*Written instruction*. Count how many lines in the entries below contain the string "dark", matching case exactly, and reply with only the number.

(Data records)
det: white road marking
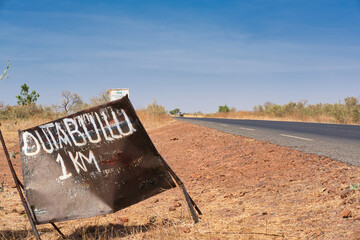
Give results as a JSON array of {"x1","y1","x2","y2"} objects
[
  {"x1": 280, "y1": 134, "x2": 314, "y2": 141},
  {"x1": 240, "y1": 127, "x2": 255, "y2": 131}
]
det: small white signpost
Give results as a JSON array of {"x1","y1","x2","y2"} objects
[{"x1": 110, "y1": 88, "x2": 129, "y2": 101}]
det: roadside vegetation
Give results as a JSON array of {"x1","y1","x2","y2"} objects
[{"x1": 186, "y1": 97, "x2": 360, "y2": 124}]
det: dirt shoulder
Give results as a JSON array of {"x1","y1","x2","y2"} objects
[{"x1": 0, "y1": 122, "x2": 360, "y2": 240}]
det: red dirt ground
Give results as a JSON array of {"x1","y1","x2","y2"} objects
[{"x1": 0, "y1": 122, "x2": 360, "y2": 240}]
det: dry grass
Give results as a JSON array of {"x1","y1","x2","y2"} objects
[
  {"x1": 136, "y1": 109, "x2": 174, "y2": 130},
  {"x1": 185, "y1": 111, "x2": 356, "y2": 124}
]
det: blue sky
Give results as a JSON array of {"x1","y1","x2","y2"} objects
[{"x1": 0, "y1": 0, "x2": 360, "y2": 112}]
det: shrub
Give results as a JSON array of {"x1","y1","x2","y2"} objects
[
  {"x1": 146, "y1": 99, "x2": 167, "y2": 115},
  {"x1": 16, "y1": 83, "x2": 40, "y2": 106}
]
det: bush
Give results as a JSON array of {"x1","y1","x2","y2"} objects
[
  {"x1": 253, "y1": 97, "x2": 360, "y2": 124},
  {"x1": 218, "y1": 104, "x2": 230, "y2": 113},
  {"x1": 146, "y1": 99, "x2": 167, "y2": 115},
  {"x1": 169, "y1": 108, "x2": 180, "y2": 115}
]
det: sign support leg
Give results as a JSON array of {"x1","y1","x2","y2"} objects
[
  {"x1": 0, "y1": 130, "x2": 41, "y2": 240},
  {"x1": 160, "y1": 156, "x2": 202, "y2": 223}
]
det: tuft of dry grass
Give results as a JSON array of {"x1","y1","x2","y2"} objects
[
  {"x1": 136, "y1": 109, "x2": 174, "y2": 130},
  {"x1": 185, "y1": 111, "x2": 359, "y2": 124}
]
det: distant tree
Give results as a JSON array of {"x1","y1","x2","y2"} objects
[
  {"x1": 90, "y1": 90, "x2": 110, "y2": 106},
  {"x1": 0, "y1": 60, "x2": 10, "y2": 80},
  {"x1": 16, "y1": 83, "x2": 40, "y2": 106},
  {"x1": 218, "y1": 104, "x2": 230, "y2": 113},
  {"x1": 61, "y1": 90, "x2": 84, "y2": 113},
  {"x1": 169, "y1": 108, "x2": 180, "y2": 115}
]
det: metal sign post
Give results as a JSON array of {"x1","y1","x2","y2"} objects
[
  {"x1": 0, "y1": 96, "x2": 201, "y2": 239},
  {"x1": 0, "y1": 130, "x2": 65, "y2": 240}
]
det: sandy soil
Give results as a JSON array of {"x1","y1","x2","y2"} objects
[{"x1": 0, "y1": 122, "x2": 360, "y2": 240}]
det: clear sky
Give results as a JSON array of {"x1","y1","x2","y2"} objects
[{"x1": 0, "y1": 0, "x2": 360, "y2": 112}]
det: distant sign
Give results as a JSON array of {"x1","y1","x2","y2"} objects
[
  {"x1": 19, "y1": 97, "x2": 175, "y2": 224},
  {"x1": 110, "y1": 88, "x2": 129, "y2": 101}
]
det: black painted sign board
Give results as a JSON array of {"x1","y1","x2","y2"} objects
[{"x1": 19, "y1": 96, "x2": 175, "y2": 224}]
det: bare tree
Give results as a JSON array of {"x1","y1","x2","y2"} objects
[
  {"x1": 90, "y1": 90, "x2": 110, "y2": 106},
  {"x1": 61, "y1": 90, "x2": 83, "y2": 113}
]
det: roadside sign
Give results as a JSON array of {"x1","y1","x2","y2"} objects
[
  {"x1": 110, "y1": 88, "x2": 129, "y2": 101},
  {"x1": 19, "y1": 97, "x2": 175, "y2": 224}
]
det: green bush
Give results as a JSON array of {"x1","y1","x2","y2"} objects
[
  {"x1": 253, "y1": 97, "x2": 360, "y2": 123},
  {"x1": 218, "y1": 104, "x2": 230, "y2": 113},
  {"x1": 146, "y1": 99, "x2": 167, "y2": 115}
]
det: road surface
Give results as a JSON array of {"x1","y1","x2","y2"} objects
[{"x1": 176, "y1": 117, "x2": 360, "y2": 166}]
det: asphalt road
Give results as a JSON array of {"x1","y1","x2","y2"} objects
[{"x1": 176, "y1": 117, "x2": 360, "y2": 166}]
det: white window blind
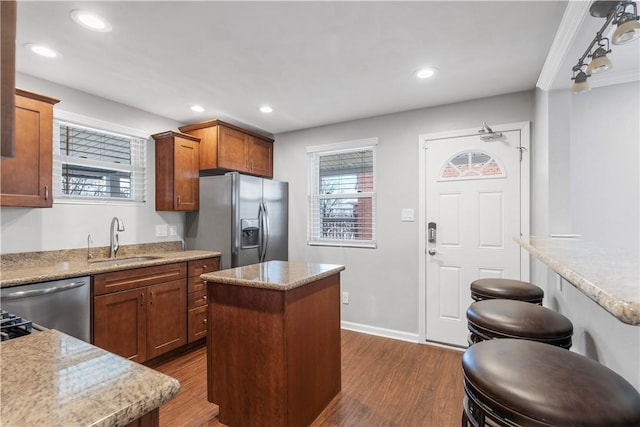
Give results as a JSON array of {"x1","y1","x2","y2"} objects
[
  {"x1": 308, "y1": 138, "x2": 377, "y2": 247},
  {"x1": 54, "y1": 120, "x2": 146, "y2": 203}
]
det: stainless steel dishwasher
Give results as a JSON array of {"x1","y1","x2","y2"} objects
[{"x1": 0, "y1": 276, "x2": 91, "y2": 342}]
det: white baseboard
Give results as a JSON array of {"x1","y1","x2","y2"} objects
[{"x1": 340, "y1": 320, "x2": 420, "y2": 343}]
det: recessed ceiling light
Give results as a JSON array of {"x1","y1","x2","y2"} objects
[
  {"x1": 71, "y1": 10, "x2": 111, "y2": 33},
  {"x1": 416, "y1": 68, "x2": 436, "y2": 79},
  {"x1": 24, "y1": 43, "x2": 58, "y2": 58}
]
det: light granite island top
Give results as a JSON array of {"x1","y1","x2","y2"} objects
[
  {"x1": 0, "y1": 329, "x2": 180, "y2": 426},
  {"x1": 205, "y1": 261, "x2": 345, "y2": 427},
  {"x1": 514, "y1": 236, "x2": 640, "y2": 325},
  {"x1": 200, "y1": 261, "x2": 344, "y2": 291}
]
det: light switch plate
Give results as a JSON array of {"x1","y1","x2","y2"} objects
[
  {"x1": 401, "y1": 208, "x2": 413, "y2": 222},
  {"x1": 156, "y1": 224, "x2": 169, "y2": 237}
]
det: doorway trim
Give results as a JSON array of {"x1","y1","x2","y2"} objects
[{"x1": 418, "y1": 121, "x2": 531, "y2": 343}]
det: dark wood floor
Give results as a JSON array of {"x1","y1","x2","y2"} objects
[{"x1": 156, "y1": 330, "x2": 464, "y2": 427}]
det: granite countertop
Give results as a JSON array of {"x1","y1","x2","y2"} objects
[
  {"x1": 0, "y1": 329, "x2": 180, "y2": 426},
  {"x1": 0, "y1": 245, "x2": 220, "y2": 288},
  {"x1": 515, "y1": 237, "x2": 640, "y2": 325},
  {"x1": 200, "y1": 261, "x2": 344, "y2": 291}
]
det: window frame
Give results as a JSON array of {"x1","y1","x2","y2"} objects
[
  {"x1": 307, "y1": 137, "x2": 378, "y2": 249},
  {"x1": 53, "y1": 110, "x2": 149, "y2": 206}
]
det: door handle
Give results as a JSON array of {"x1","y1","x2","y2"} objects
[
  {"x1": 2, "y1": 281, "x2": 85, "y2": 300},
  {"x1": 427, "y1": 222, "x2": 437, "y2": 243}
]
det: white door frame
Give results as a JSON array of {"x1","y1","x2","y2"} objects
[{"x1": 418, "y1": 122, "x2": 531, "y2": 343}]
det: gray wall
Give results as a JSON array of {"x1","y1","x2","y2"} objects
[
  {"x1": 274, "y1": 92, "x2": 535, "y2": 340},
  {"x1": 570, "y1": 82, "x2": 640, "y2": 255},
  {"x1": 0, "y1": 73, "x2": 184, "y2": 254},
  {"x1": 532, "y1": 82, "x2": 640, "y2": 390}
]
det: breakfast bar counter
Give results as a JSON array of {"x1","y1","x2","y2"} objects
[
  {"x1": 0, "y1": 329, "x2": 180, "y2": 426},
  {"x1": 515, "y1": 236, "x2": 640, "y2": 325},
  {"x1": 201, "y1": 261, "x2": 344, "y2": 427}
]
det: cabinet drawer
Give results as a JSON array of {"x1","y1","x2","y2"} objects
[
  {"x1": 187, "y1": 289, "x2": 207, "y2": 308},
  {"x1": 187, "y1": 257, "x2": 220, "y2": 278},
  {"x1": 188, "y1": 305, "x2": 208, "y2": 343},
  {"x1": 93, "y1": 262, "x2": 187, "y2": 295},
  {"x1": 187, "y1": 276, "x2": 207, "y2": 292}
]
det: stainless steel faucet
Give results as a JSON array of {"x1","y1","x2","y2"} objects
[
  {"x1": 87, "y1": 234, "x2": 93, "y2": 261},
  {"x1": 109, "y1": 216, "x2": 124, "y2": 258}
]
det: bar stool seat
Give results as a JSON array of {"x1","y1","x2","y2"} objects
[
  {"x1": 471, "y1": 278, "x2": 544, "y2": 305},
  {"x1": 462, "y1": 338, "x2": 640, "y2": 426},
  {"x1": 467, "y1": 299, "x2": 573, "y2": 349}
]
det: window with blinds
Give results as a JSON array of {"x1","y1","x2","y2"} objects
[
  {"x1": 54, "y1": 120, "x2": 146, "y2": 203},
  {"x1": 308, "y1": 139, "x2": 377, "y2": 247}
]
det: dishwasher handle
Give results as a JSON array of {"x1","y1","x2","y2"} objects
[{"x1": 2, "y1": 280, "x2": 87, "y2": 300}]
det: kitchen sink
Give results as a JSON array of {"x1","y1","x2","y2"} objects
[{"x1": 90, "y1": 256, "x2": 162, "y2": 265}]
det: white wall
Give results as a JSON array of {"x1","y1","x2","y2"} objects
[
  {"x1": 0, "y1": 73, "x2": 184, "y2": 254},
  {"x1": 274, "y1": 92, "x2": 535, "y2": 340},
  {"x1": 533, "y1": 82, "x2": 640, "y2": 390},
  {"x1": 571, "y1": 82, "x2": 640, "y2": 255}
]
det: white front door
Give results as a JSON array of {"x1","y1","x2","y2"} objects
[{"x1": 424, "y1": 124, "x2": 528, "y2": 346}]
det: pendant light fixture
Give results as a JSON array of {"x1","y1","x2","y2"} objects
[
  {"x1": 570, "y1": 0, "x2": 640, "y2": 93},
  {"x1": 611, "y1": 9, "x2": 640, "y2": 45}
]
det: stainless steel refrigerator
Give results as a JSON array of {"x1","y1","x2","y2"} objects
[{"x1": 185, "y1": 172, "x2": 289, "y2": 269}]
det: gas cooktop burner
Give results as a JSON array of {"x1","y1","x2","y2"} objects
[{"x1": 0, "y1": 310, "x2": 34, "y2": 341}]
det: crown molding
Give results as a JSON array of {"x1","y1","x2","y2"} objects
[
  {"x1": 589, "y1": 70, "x2": 640, "y2": 87},
  {"x1": 536, "y1": 0, "x2": 591, "y2": 91}
]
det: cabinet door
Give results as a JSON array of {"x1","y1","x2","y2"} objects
[
  {"x1": 173, "y1": 136, "x2": 200, "y2": 211},
  {"x1": 247, "y1": 136, "x2": 273, "y2": 178},
  {"x1": 147, "y1": 280, "x2": 187, "y2": 359},
  {"x1": 0, "y1": 95, "x2": 53, "y2": 207},
  {"x1": 93, "y1": 288, "x2": 147, "y2": 363},
  {"x1": 218, "y1": 126, "x2": 248, "y2": 172}
]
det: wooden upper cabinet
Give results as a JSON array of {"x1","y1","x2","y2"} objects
[
  {"x1": 179, "y1": 120, "x2": 273, "y2": 178},
  {"x1": 0, "y1": 89, "x2": 60, "y2": 208},
  {"x1": 152, "y1": 131, "x2": 200, "y2": 211},
  {"x1": 0, "y1": 0, "x2": 18, "y2": 157}
]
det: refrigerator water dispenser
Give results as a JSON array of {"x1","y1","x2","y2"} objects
[{"x1": 240, "y1": 219, "x2": 260, "y2": 249}]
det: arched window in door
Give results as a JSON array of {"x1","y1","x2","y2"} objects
[{"x1": 439, "y1": 150, "x2": 507, "y2": 181}]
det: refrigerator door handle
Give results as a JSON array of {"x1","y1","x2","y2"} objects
[
  {"x1": 258, "y1": 202, "x2": 264, "y2": 262},
  {"x1": 262, "y1": 202, "x2": 269, "y2": 261}
]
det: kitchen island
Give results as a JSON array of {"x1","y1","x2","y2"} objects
[
  {"x1": 515, "y1": 236, "x2": 640, "y2": 325},
  {"x1": 515, "y1": 236, "x2": 640, "y2": 390},
  {"x1": 201, "y1": 261, "x2": 344, "y2": 427},
  {"x1": 0, "y1": 329, "x2": 180, "y2": 426}
]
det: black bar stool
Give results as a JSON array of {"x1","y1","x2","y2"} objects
[
  {"x1": 462, "y1": 338, "x2": 640, "y2": 427},
  {"x1": 471, "y1": 278, "x2": 544, "y2": 305},
  {"x1": 467, "y1": 299, "x2": 573, "y2": 349}
]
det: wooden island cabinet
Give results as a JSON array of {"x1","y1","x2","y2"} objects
[
  {"x1": 179, "y1": 120, "x2": 273, "y2": 178},
  {"x1": 0, "y1": 89, "x2": 60, "y2": 208},
  {"x1": 202, "y1": 261, "x2": 344, "y2": 427}
]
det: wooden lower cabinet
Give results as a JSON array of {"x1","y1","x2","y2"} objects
[
  {"x1": 93, "y1": 288, "x2": 147, "y2": 363},
  {"x1": 94, "y1": 279, "x2": 187, "y2": 363},
  {"x1": 187, "y1": 257, "x2": 220, "y2": 343},
  {"x1": 147, "y1": 280, "x2": 187, "y2": 359}
]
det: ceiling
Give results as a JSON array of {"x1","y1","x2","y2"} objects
[{"x1": 16, "y1": 1, "x2": 572, "y2": 134}]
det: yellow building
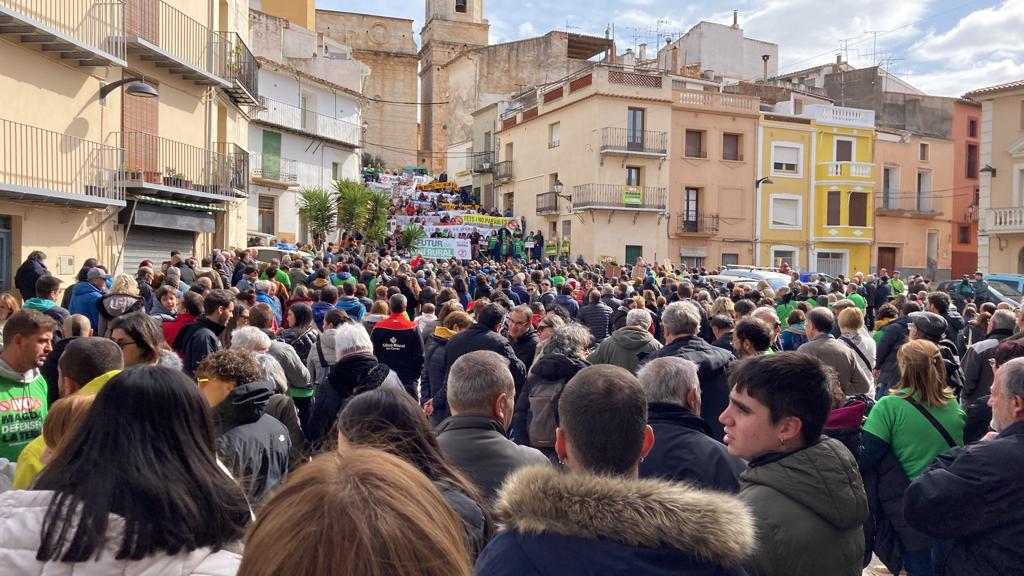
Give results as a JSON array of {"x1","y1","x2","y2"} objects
[{"x1": 0, "y1": 0, "x2": 257, "y2": 290}]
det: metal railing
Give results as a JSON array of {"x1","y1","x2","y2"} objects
[
  {"x1": 251, "y1": 96, "x2": 361, "y2": 147},
  {"x1": 249, "y1": 154, "x2": 299, "y2": 183},
  {"x1": 537, "y1": 192, "x2": 558, "y2": 214},
  {"x1": 572, "y1": 183, "x2": 668, "y2": 211},
  {"x1": 124, "y1": 0, "x2": 231, "y2": 78},
  {"x1": 216, "y1": 32, "x2": 259, "y2": 98},
  {"x1": 601, "y1": 128, "x2": 669, "y2": 155},
  {"x1": 0, "y1": 0, "x2": 125, "y2": 59},
  {"x1": 494, "y1": 160, "x2": 515, "y2": 180},
  {"x1": 115, "y1": 132, "x2": 234, "y2": 197},
  {"x1": 0, "y1": 119, "x2": 125, "y2": 201},
  {"x1": 473, "y1": 152, "x2": 495, "y2": 174},
  {"x1": 678, "y1": 210, "x2": 719, "y2": 234},
  {"x1": 213, "y1": 142, "x2": 249, "y2": 194}
]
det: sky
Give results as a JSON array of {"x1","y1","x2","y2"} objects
[{"x1": 317, "y1": 0, "x2": 1024, "y2": 96}]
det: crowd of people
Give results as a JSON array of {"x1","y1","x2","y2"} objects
[{"x1": 0, "y1": 237, "x2": 1024, "y2": 576}]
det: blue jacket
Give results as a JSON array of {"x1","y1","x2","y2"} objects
[{"x1": 68, "y1": 282, "x2": 103, "y2": 333}]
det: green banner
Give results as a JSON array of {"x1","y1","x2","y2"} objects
[{"x1": 623, "y1": 186, "x2": 643, "y2": 206}]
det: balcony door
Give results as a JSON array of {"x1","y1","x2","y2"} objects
[{"x1": 626, "y1": 108, "x2": 644, "y2": 150}]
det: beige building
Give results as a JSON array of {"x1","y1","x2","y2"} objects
[
  {"x1": 871, "y1": 129, "x2": 953, "y2": 280},
  {"x1": 966, "y1": 80, "x2": 1024, "y2": 274},
  {"x1": 495, "y1": 65, "x2": 758, "y2": 265},
  {"x1": 317, "y1": 9, "x2": 419, "y2": 168},
  {"x1": 0, "y1": 0, "x2": 258, "y2": 289}
]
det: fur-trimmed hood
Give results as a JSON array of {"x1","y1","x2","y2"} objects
[{"x1": 496, "y1": 465, "x2": 755, "y2": 566}]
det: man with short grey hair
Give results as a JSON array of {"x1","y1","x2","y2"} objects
[
  {"x1": 437, "y1": 351, "x2": 548, "y2": 502},
  {"x1": 638, "y1": 357, "x2": 746, "y2": 494},
  {"x1": 587, "y1": 308, "x2": 662, "y2": 373},
  {"x1": 961, "y1": 310, "x2": 1017, "y2": 409},
  {"x1": 903, "y1": 358, "x2": 1024, "y2": 576},
  {"x1": 656, "y1": 300, "x2": 732, "y2": 441}
]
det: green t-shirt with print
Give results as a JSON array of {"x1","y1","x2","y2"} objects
[
  {"x1": 0, "y1": 374, "x2": 48, "y2": 462},
  {"x1": 864, "y1": 390, "x2": 967, "y2": 482}
]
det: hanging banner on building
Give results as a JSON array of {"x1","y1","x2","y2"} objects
[
  {"x1": 623, "y1": 186, "x2": 643, "y2": 206},
  {"x1": 413, "y1": 238, "x2": 473, "y2": 260}
]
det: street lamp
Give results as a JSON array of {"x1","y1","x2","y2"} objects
[{"x1": 99, "y1": 78, "x2": 160, "y2": 106}]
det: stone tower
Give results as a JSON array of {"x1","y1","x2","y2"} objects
[{"x1": 420, "y1": 0, "x2": 490, "y2": 172}]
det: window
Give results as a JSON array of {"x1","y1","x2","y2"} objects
[
  {"x1": 722, "y1": 133, "x2": 743, "y2": 160},
  {"x1": 918, "y1": 170, "x2": 932, "y2": 212},
  {"x1": 836, "y1": 138, "x2": 853, "y2": 162},
  {"x1": 259, "y1": 196, "x2": 274, "y2": 234},
  {"x1": 548, "y1": 122, "x2": 561, "y2": 148},
  {"x1": 967, "y1": 145, "x2": 978, "y2": 178},
  {"x1": 626, "y1": 166, "x2": 640, "y2": 186},
  {"x1": 771, "y1": 145, "x2": 801, "y2": 176},
  {"x1": 882, "y1": 166, "x2": 899, "y2": 210},
  {"x1": 626, "y1": 108, "x2": 644, "y2": 150},
  {"x1": 825, "y1": 192, "x2": 842, "y2": 224},
  {"x1": 850, "y1": 192, "x2": 867, "y2": 227},
  {"x1": 683, "y1": 130, "x2": 708, "y2": 158},
  {"x1": 768, "y1": 194, "x2": 800, "y2": 228}
]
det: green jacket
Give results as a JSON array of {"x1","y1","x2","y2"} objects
[{"x1": 739, "y1": 438, "x2": 867, "y2": 576}]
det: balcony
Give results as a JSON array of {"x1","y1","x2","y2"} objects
[
  {"x1": 677, "y1": 210, "x2": 719, "y2": 236},
  {"x1": 216, "y1": 32, "x2": 260, "y2": 106},
  {"x1": 572, "y1": 183, "x2": 668, "y2": 212},
  {"x1": 250, "y1": 96, "x2": 361, "y2": 148},
  {"x1": 601, "y1": 128, "x2": 669, "y2": 158},
  {"x1": 537, "y1": 192, "x2": 558, "y2": 216},
  {"x1": 115, "y1": 132, "x2": 237, "y2": 203},
  {"x1": 0, "y1": 0, "x2": 128, "y2": 67},
  {"x1": 982, "y1": 207, "x2": 1024, "y2": 234},
  {"x1": 124, "y1": 0, "x2": 233, "y2": 90},
  {"x1": 817, "y1": 162, "x2": 874, "y2": 180},
  {"x1": 0, "y1": 119, "x2": 125, "y2": 206},
  {"x1": 473, "y1": 152, "x2": 495, "y2": 174},
  {"x1": 494, "y1": 160, "x2": 515, "y2": 182},
  {"x1": 213, "y1": 142, "x2": 249, "y2": 197},
  {"x1": 250, "y1": 154, "x2": 299, "y2": 188}
]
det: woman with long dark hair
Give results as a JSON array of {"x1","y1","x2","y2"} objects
[
  {"x1": 338, "y1": 387, "x2": 494, "y2": 559},
  {"x1": 0, "y1": 367, "x2": 251, "y2": 576}
]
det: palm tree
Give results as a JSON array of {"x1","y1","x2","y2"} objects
[{"x1": 298, "y1": 188, "x2": 338, "y2": 248}]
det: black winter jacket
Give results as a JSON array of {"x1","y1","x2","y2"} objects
[
  {"x1": 654, "y1": 336, "x2": 733, "y2": 441},
  {"x1": 213, "y1": 380, "x2": 292, "y2": 503},
  {"x1": 640, "y1": 402, "x2": 746, "y2": 494},
  {"x1": 903, "y1": 416, "x2": 1024, "y2": 576}
]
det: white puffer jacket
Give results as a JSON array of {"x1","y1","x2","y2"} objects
[{"x1": 0, "y1": 490, "x2": 242, "y2": 576}]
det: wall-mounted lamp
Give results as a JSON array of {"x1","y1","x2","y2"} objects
[{"x1": 99, "y1": 78, "x2": 160, "y2": 106}]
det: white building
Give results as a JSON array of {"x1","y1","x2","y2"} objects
[{"x1": 248, "y1": 10, "x2": 370, "y2": 243}]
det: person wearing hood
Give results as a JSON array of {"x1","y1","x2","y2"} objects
[
  {"x1": 173, "y1": 290, "x2": 234, "y2": 375},
  {"x1": 68, "y1": 268, "x2": 111, "y2": 334},
  {"x1": 475, "y1": 366, "x2": 757, "y2": 576},
  {"x1": 512, "y1": 324, "x2": 592, "y2": 461},
  {"x1": 719, "y1": 353, "x2": 868, "y2": 576},
  {"x1": 22, "y1": 275, "x2": 71, "y2": 336},
  {"x1": 96, "y1": 274, "x2": 145, "y2": 338},
  {"x1": 654, "y1": 300, "x2": 733, "y2": 440},
  {"x1": 14, "y1": 250, "x2": 50, "y2": 301},
  {"x1": 637, "y1": 357, "x2": 746, "y2": 494},
  {"x1": 13, "y1": 336, "x2": 124, "y2": 490},
  {"x1": 587, "y1": 308, "x2": 662, "y2": 374},
  {"x1": 196, "y1": 348, "x2": 292, "y2": 506}
]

*Answer below*. 2